Saved data entries:
+++++
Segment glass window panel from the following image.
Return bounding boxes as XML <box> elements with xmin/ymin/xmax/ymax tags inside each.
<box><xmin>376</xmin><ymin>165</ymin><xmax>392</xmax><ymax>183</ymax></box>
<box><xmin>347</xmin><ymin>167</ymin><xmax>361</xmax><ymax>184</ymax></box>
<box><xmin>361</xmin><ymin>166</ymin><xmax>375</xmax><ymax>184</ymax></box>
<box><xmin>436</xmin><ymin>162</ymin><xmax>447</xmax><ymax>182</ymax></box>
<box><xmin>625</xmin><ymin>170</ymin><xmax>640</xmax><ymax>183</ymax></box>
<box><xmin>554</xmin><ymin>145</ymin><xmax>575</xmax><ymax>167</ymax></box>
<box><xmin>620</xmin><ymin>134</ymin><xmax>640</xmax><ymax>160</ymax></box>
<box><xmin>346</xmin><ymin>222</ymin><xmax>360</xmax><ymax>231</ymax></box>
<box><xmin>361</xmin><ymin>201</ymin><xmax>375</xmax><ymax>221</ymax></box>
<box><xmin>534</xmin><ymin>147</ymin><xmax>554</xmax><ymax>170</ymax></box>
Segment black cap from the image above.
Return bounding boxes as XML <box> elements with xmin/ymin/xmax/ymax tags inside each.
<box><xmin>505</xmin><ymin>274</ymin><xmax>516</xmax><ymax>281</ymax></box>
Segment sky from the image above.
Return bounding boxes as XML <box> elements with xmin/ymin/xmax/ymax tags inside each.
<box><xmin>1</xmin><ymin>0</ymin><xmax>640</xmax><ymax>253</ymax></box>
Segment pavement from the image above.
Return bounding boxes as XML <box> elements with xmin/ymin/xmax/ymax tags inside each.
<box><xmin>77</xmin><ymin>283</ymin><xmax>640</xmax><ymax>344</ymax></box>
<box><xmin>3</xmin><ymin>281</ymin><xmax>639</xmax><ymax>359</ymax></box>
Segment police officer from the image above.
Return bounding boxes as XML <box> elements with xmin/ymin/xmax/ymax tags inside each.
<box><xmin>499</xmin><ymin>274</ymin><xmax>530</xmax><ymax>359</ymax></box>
+++++
## TRY IT
Here the goal is to repeat each entry exactly.

## SOLVED EXERCISE
Segment glass window panel from the following image.
Return bounding boxes as XML <box> elements with xmin/ymin/xmax/ymax tags inside each.
<box><xmin>376</xmin><ymin>165</ymin><xmax>392</xmax><ymax>183</ymax></box>
<box><xmin>347</xmin><ymin>167</ymin><xmax>361</xmax><ymax>184</ymax></box>
<box><xmin>361</xmin><ymin>166</ymin><xmax>375</xmax><ymax>184</ymax></box>
<box><xmin>436</xmin><ymin>162</ymin><xmax>447</xmax><ymax>182</ymax></box>
<box><xmin>625</xmin><ymin>170</ymin><xmax>640</xmax><ymax>183</ymax></box>
<box><xmin>554</xmin><ymin>145</ymin><xmax>575</xmax><ymax>167</ymax></box>
<box><xmin>620</xmin><ymin>134</ymin><xmax>640</xmax><ymax>160</ymax></box>
<box><xmin>346</xmin><ymin>222</ymin><xmax>360</xmax><ymax>231</ymax></box>
<box><xmin>361</xmin><ymin>201</ymin><xmax>375</xmax><ymax>221</ymax></box>
<box><xmin>534</xmin><ymin>147</ymin><xmax>554</xmax><ymax>170</ymax></box>
Segment black cap from the image above.
Return bounding boxes as XML <box> elements with xmin/ymin/xmax/ymax tags inside each.
<box><xmin>505</xmin><ymin>274</ymin><xmax>516</xmax><ymax>281</ymax></box>
Segment sky from the image above.
Return bounding boxes as XML <box> elements with xmin/ymin/xmax/ymax tags inside each.
<box><xmin>1</xmin><ymin>0</ymin><xmax>640</xmax><ymax>253</ymax></box>
Segment pavement from the image above.
Return bounding boxes as XML <box> elements with xmin/ymin/xmax/ymax tags inside each.
<box><xmin>77</xmin><ymin>283</ymin><xmax>640</xmax><ymax>344</ymax></box>
<box><xmin>3</xmin><ymin>281</ymin><xmax>639</xmax><ymax>359</ymax></box>
Segment police officer from the image above.
Return bounding boxes as XML <box> elements with xmin/ymin/xmax/ymax tags inside each.
<box><xmin>499</xmin><ymin>274</ymin><xmax>530</xmax><ymax>359</ymax></box>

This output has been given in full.